Exercise directions:
Rewrite the rows below as a two-column Markdown table headed n and Line. Give each row its number and its text, and leave out any blank lines.

━━━━

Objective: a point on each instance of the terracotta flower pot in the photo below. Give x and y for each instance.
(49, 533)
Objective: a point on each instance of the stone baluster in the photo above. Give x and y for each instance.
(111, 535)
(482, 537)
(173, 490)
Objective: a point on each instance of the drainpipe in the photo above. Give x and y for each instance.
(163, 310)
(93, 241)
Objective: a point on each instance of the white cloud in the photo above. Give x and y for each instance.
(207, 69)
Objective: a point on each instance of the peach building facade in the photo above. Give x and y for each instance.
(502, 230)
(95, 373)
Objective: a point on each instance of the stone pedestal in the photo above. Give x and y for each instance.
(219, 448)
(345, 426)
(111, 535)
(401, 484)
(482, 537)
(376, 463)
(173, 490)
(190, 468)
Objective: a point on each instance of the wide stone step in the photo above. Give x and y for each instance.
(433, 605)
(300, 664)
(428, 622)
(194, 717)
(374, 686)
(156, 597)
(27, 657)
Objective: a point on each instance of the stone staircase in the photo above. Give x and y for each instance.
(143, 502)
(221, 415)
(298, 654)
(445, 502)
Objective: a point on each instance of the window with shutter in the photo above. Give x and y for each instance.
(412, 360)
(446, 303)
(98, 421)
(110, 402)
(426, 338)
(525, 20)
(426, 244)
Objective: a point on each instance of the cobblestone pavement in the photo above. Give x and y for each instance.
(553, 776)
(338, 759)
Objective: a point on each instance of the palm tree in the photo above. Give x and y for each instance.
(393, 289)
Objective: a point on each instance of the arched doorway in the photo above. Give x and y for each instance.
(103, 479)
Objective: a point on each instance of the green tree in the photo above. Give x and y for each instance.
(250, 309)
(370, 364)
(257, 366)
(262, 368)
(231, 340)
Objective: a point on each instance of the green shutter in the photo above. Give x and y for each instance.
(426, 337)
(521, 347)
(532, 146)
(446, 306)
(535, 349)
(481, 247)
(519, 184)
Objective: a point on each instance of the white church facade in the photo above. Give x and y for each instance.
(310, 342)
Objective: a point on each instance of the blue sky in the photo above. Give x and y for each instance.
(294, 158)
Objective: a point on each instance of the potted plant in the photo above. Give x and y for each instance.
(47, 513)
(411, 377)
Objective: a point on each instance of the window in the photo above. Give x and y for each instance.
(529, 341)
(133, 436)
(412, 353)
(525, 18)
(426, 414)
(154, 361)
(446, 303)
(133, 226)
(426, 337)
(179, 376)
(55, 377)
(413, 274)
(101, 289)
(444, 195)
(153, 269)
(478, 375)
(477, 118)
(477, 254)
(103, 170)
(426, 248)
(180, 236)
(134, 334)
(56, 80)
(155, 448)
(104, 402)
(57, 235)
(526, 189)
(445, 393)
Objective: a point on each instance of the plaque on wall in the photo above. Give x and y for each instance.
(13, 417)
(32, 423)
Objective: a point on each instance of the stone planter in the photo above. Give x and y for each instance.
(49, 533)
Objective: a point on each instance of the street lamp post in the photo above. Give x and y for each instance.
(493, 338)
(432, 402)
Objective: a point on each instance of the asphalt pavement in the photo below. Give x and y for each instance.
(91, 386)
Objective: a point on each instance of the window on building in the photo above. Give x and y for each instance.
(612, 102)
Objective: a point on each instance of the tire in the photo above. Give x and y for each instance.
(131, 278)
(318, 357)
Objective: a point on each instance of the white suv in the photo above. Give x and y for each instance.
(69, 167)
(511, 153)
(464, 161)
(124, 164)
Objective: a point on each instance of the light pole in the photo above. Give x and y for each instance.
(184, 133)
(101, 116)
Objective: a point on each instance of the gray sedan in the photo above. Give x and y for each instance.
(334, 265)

━━━━

Reply to the task:
| n | Line |
|---|---|
| 1 | Objective: a point on each instance of the terracotta flower pot in the photo below. Give x and y for each instance. |
| 2 | (49, 533) |
| 3 | Objective: a point on each instance of the stone baluster in the photo above. Give x and y for each instance. |
| 4 | (111, 535) |
| 5 | (482, 537) |
| 6 | (173, 490) |
| 7 | Objective: a point on each instance of the drainpipe in the photo above. Give x and y for each instance. |
| 8 | (163, 310) |
| 9 | (93, 241) |
| 10 | Objective: a point on each instance of the white cloud in the photo above. Give x and y for each instance. |
| 11 | (207, 69) |
| 12 | Objective: a point on each instance of the peach building facade in the photo above. Give x and y for each instance. |
| 13 | (502, 230) |
| 14 | (95, 373) |
| 15 | Objective: a point on each instance of the stone pedestal in the photo above. Give x and y for each instance. |
| 16 | (219, 448) |
| 17 | (345, 426) |
| 18 | (111, 535) |
| 19 | (401, 484) |
| 20 | (482, 537) |
| 21 | (376, 463) |
| 22 | (173, 490) |
| 23 | (190, 468) |
| 24 | Objective: a point on each instance of the wide stone step in the photo above. Give x and y for each instance. |
| 25 | (433, 605) |
| 26 | (300, 664) |
| 27 | (428, 622) |
| 28 | (194, 717) |
| 29 | (374, 686) |
| 30 | (156, 597) |
| 31 | (27, 657) |
| 32 | Objective: a point on each instance of the stone staircase in the photo above. Give x and y for each instance. |
| 33 | (143, 502) |
| 34 | (221, 415) |
| 35 | (298, 654) |
| 36 | (445, 502) |
| 37 | Objective: a point on each instance of the window with shutter in the photo above. Give x and y for each instance. |
| 38 | (412, 360) |
| 39 | (446, 303) |
| 40 | (98, 421) |
| 41 | (110, 402) |
| 42 | (426, 338) |
| 43 | (525, 20) |
| 44 | (426, 244) |
| 45 | Objective: a point on each instance of the cobblestone pavement in the photo above. Give x and y for each instance. |
| 46 | (553, 776) |
| 47 | (338, 759) |
| 48 | Objective: a point on each instance of the palm tree in the photo above. Give x and y for each instance. |
| 49 | (393, 289) |
| 50 | Objective: a point on each instance of the arched doorway in the photo above. Give x and y for each instance. |
| 51 | (103, 479) |
| 52 | Objective: a point on each instance of the green tree in the photo above. Give x and y for each instance. |
| 53 | (250, 309) |
| 54 | (370, 364) |
| 55 | (257, 366) |
| 56 | (262, 368) |
| 57 | (231, 340) |
| 58 | Objective: a point on each instance of the green shutter in the photo above. Give x and y for each instance. |
| 59 | (426, 337) |
| 60 | (521, 347) |
| 61 | (532, 146) |
| 62 | (446, 306) |
| 63 | (535, 349) |
| 64 | (481, 247) |
| 65 | (519, 184) |
| 66 | Objective: a point on each instance of the white church facade in the photo above. Give x and y for each instance. |
| 67 | (310, 342) |
| 68 | Objective: a point on each instance of the blue sky in the photo above. Give x and y for each instance. |
| 69 | (294, 158) |
| 70 | Objective: a point on each instance of the potted plant in the photo above. Give x and y for each instance. |
| 71 | (47, 513) |
| 72 | (411, 377) |
| 73 | Objective: a point on each instance of the window in the photo above. Give x and y for each instance. |
| 74 | (529, 341) |
| 75 | (133, 436) |
| 76 | (412, 353) |
| 77 | (525, 18) |
| 78 | (426, 414) |
| 79 | (154, 361) |
| 80 | (446, 303) |
| 81 | (133, 226) |
| 82 | (426, 337) |
| 83 | (179, 376) |
| 84 | (55, 377) |
| 85 | (413, 274) |
| 86 | (101, 289) |
| 87 | (444, 195) |
| 88 | (153, 269) |
| 89 | (478, 375) |
| 90 | (477, 118) |
| 91 | (477, 254) |
| 92 | (103, 170) |
| 93 | (426, 248) |
| 94 | (180, 236) |
| 95 | (134, 334) |
| 96 | (56, 80) |
| 97 | (155, 448) |
| 98 | (104, 402) |
| 99 | (57, 235) |
| 100 | (526, 189) |
| 101 | (445, 393) |
| 102 | Objective: a point on each instance of the plaque on wall in the photo above. Give x and y for each instance. |
| 103 | (13, 417) |
| 104 | (32, 423) |
| 105 | Objective: a point on each instance of the stone planter in the photo above. Give x and y for each instance. |
| 106 | (49, 533) |
| 107 | Objective: a point on each instance of the street lamp post in the photo above. Give x and y for each instance. |
| 108 | (493, 338) |
| 109 | (432, 402) |
| 110 | Objective: a point on each instance of the asphalt pavement in the photo below. Give x and y for each instance. |
| 111 | (91, 386) |
| 112 | Objective: a point on each instance of the window on building in the photo above. Give x and y for each instance. |
| 113 | (612, 102) |
| 114 | Objective: a point on each instance of the tire in the photo above. Give x and y for each instance. |
| 115 | (131, 278) |
| 116 | (318, 357) |
| 117 | Objective: a point on each instance of the white suv in the photo above. Give x and y for each instance. |
| 118 | (69, 167) |
| 119 | (511, 153) |
| 120 | (464, 161) |
| 121 | (124, 164) |
| 122 | Objective: a point on each instance of the light pole in the photo above. Give x and y for each instance. |
| 123 | (184, 133) |
| 124 | (101, 116) |
| 125 | Objective: a point on each instance of the gray sedan in the photo above. Give x and y for each instance. |
| 126 | (334, 265) |